» Your goal
Starting with the line that has "Target: tree branch" in it, repeat every line through the last one, word for word, and give nothing more.

» Dataset extract
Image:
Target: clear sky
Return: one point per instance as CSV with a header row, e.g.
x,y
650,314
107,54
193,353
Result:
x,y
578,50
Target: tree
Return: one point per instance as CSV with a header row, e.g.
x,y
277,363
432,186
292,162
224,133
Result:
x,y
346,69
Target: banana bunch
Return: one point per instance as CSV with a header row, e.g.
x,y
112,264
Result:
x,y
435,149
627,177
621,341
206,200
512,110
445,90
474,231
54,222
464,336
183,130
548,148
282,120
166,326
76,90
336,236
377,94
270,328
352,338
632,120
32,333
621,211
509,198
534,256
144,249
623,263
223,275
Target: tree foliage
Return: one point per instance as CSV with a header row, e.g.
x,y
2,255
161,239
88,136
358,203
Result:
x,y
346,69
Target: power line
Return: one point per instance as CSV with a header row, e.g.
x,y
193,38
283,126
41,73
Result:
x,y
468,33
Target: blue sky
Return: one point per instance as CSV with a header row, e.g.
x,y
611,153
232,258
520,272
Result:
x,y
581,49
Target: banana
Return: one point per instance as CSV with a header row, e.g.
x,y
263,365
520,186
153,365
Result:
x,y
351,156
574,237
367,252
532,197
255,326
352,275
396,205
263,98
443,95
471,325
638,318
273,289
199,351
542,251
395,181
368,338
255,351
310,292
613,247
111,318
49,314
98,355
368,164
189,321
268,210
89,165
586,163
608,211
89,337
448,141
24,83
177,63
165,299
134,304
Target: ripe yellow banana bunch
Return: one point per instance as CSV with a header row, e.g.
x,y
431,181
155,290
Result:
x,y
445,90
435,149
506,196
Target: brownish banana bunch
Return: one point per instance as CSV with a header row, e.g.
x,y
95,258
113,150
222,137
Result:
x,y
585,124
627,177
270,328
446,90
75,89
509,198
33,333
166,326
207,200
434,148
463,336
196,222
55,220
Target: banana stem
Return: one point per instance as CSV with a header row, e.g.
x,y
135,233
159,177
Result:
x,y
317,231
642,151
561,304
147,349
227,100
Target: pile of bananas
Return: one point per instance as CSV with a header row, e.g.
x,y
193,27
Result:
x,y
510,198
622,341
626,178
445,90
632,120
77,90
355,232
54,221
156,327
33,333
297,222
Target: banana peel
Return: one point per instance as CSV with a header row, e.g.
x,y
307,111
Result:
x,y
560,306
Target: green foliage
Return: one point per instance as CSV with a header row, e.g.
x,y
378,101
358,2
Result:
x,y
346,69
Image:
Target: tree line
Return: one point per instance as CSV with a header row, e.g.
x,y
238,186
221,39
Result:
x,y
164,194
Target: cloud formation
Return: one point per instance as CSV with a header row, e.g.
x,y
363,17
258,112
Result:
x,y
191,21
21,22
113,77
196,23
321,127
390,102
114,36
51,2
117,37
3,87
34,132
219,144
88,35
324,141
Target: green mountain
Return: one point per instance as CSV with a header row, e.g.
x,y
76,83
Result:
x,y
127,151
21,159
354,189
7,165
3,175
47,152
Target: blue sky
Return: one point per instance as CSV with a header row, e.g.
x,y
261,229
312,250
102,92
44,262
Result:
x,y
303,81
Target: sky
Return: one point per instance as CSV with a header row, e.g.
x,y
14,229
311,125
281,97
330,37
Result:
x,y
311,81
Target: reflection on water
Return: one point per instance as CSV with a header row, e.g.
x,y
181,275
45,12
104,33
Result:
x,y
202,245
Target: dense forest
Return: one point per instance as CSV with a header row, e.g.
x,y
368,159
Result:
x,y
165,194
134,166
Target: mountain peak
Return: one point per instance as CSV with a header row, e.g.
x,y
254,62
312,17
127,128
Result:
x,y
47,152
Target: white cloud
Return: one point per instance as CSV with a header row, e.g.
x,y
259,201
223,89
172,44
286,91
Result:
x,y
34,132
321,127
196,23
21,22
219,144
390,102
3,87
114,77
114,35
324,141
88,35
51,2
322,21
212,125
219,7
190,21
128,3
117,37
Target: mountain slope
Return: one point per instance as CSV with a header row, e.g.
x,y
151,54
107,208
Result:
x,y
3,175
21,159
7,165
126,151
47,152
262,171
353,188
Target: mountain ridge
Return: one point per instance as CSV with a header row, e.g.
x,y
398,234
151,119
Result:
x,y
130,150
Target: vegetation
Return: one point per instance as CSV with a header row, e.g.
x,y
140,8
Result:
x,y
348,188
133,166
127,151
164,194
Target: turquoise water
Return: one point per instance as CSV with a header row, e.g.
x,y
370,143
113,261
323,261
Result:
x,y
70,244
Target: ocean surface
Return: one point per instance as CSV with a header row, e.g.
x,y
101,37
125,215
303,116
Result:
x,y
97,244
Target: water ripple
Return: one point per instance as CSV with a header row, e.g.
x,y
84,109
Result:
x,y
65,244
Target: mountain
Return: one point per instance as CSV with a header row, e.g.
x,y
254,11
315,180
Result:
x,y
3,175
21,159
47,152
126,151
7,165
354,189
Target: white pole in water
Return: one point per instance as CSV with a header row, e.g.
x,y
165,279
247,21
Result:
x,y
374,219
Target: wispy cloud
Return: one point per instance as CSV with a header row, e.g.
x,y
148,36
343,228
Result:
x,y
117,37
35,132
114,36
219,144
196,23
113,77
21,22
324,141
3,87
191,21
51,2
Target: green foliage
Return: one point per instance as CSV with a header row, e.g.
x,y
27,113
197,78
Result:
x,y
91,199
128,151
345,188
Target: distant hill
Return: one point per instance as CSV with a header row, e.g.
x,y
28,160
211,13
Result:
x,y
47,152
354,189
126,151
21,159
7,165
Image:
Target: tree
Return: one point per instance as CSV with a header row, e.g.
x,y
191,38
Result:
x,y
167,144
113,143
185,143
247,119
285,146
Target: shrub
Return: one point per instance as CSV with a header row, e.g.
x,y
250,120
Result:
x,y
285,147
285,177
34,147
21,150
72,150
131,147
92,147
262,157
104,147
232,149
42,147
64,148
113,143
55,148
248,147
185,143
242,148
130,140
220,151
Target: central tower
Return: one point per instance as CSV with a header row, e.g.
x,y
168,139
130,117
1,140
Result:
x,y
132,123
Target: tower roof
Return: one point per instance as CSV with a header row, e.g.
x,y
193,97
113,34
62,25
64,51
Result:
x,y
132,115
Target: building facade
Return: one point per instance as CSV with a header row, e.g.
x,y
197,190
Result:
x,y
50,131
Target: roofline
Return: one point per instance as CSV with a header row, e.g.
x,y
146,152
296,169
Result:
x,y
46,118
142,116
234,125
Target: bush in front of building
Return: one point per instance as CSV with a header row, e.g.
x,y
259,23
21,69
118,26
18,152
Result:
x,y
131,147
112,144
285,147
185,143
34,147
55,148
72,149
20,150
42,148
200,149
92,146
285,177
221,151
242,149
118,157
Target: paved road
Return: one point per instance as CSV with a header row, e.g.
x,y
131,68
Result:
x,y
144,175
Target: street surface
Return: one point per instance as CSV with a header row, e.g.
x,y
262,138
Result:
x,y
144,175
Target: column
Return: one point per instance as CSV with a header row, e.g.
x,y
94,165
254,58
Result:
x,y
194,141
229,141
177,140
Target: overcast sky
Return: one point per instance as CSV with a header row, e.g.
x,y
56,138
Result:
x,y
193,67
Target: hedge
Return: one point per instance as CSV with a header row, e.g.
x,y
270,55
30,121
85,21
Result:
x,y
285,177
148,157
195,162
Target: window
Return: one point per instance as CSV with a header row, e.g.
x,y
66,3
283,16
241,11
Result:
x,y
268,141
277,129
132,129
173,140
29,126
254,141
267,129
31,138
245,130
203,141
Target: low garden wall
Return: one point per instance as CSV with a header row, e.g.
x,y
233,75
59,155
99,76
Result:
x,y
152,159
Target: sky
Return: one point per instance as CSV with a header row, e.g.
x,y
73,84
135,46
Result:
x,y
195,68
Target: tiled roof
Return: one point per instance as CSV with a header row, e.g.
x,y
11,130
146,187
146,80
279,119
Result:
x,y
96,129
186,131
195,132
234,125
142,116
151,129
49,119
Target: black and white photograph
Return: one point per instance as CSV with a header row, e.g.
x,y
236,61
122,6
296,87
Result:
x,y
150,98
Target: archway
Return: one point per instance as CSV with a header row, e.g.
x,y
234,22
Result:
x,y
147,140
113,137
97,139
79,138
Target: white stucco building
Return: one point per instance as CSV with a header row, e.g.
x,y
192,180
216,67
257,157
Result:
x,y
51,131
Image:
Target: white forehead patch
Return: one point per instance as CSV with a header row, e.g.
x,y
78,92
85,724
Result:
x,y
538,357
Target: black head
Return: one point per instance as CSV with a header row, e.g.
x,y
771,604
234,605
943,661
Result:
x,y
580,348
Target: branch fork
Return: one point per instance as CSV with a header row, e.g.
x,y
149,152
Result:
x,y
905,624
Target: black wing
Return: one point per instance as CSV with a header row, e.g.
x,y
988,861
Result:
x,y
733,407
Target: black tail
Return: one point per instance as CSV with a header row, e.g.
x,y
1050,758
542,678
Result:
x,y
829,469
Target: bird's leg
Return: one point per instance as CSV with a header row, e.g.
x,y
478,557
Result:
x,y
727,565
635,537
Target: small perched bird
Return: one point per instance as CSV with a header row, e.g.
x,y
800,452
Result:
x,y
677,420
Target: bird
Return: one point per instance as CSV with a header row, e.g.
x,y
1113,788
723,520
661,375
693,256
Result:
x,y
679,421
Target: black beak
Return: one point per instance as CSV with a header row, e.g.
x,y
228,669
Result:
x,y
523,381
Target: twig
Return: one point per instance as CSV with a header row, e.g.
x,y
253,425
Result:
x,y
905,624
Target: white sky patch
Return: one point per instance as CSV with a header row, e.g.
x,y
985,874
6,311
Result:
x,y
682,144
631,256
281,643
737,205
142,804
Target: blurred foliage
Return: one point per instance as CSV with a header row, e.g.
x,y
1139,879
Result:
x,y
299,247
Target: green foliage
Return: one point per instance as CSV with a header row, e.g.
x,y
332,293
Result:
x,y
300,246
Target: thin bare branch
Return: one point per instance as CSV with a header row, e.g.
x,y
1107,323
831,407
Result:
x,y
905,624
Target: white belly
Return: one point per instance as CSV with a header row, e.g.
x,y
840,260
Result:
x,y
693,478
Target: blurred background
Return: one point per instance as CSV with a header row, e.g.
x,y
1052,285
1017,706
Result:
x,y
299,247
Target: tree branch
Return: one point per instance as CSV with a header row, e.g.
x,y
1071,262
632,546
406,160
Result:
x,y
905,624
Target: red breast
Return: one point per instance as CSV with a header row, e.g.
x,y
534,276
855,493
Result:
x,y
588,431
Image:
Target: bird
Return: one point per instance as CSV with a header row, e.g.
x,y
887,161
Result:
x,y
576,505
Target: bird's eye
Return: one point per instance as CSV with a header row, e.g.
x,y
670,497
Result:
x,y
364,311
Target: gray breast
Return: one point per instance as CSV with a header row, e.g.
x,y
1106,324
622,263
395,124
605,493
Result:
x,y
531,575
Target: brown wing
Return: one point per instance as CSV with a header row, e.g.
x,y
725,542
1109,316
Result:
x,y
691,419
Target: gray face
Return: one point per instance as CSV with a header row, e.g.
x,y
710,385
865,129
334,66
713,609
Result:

» Response to the exercise
Target: tree branch
Return: one point per instance as CSV with a header row, e.g.
x,y
1071,262
632,546
406,160
Result:
x,y
905,624
Target: red breast
Return: one point per instance as CSV with a header row, e.g.
x,y
534,276
855,493
Result:
x,y
588,431
Image:
Target: bird
Return: one point per instance as CSV with a header row, e.g.
x,y
887,161
Result:
x,y
576,505
Target: bird's eye
Return: one point per instance as CSV with a header row, e.g.
x,y
670,497
Result:
x,y
364,311
Target: gray breast
Return: one point per instance as CSV with a header row, e.g.
x,y
1106,324
622,263
395,124
605,493
Result:
x,y
531,575
Target: brown wing
Return: one point per instance as CSV with a header row, e.g.
x,y
725,542
1109,316
Result:
x,y
691,419
Target: gray face
Return: one point per instance as CSV with a header row, e.g.
x,y
710,385
865,129
334,66
713,609
Result:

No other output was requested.